### Problem statement
Reproduce every line of the records from the line with "In this picture, where can the white" through the end of the records, both ends included, keeping the request lines unchanged. Scale each point coordinate in the answers by 1.95 and round to whole numbers, with halves rounding up.

(Dataset rows)

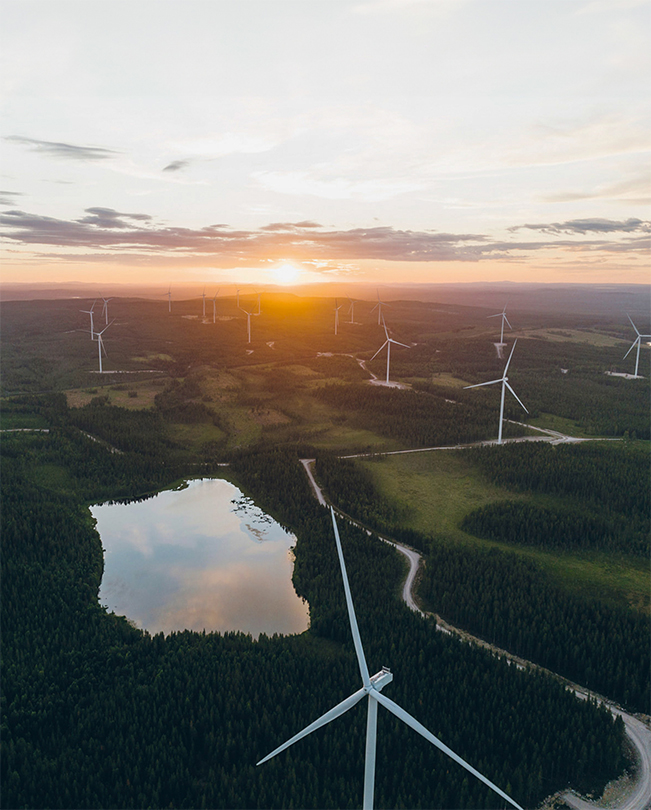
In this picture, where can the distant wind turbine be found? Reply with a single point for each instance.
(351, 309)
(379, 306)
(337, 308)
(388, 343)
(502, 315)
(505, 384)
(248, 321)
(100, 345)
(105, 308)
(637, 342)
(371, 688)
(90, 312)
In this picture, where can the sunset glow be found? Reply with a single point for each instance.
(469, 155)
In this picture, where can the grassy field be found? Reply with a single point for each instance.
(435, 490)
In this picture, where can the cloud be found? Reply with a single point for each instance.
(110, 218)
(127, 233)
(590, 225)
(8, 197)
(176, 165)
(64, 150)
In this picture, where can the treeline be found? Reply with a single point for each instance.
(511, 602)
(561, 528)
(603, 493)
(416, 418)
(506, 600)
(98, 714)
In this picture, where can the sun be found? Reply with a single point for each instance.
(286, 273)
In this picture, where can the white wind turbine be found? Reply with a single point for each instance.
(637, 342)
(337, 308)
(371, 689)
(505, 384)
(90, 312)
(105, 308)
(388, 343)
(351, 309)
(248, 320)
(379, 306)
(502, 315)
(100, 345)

### Correct output
In this picture, where can the white wind turbine be found? Reply with a single point for each instance.
(1242, 667)
(657, 601)
(723, 1344)
(985, 749)
(176, 608)
(205, 601)
(757, 669)
(684, 603)
(484, 624)
(739, 597)
(979, 614)
(195, 673)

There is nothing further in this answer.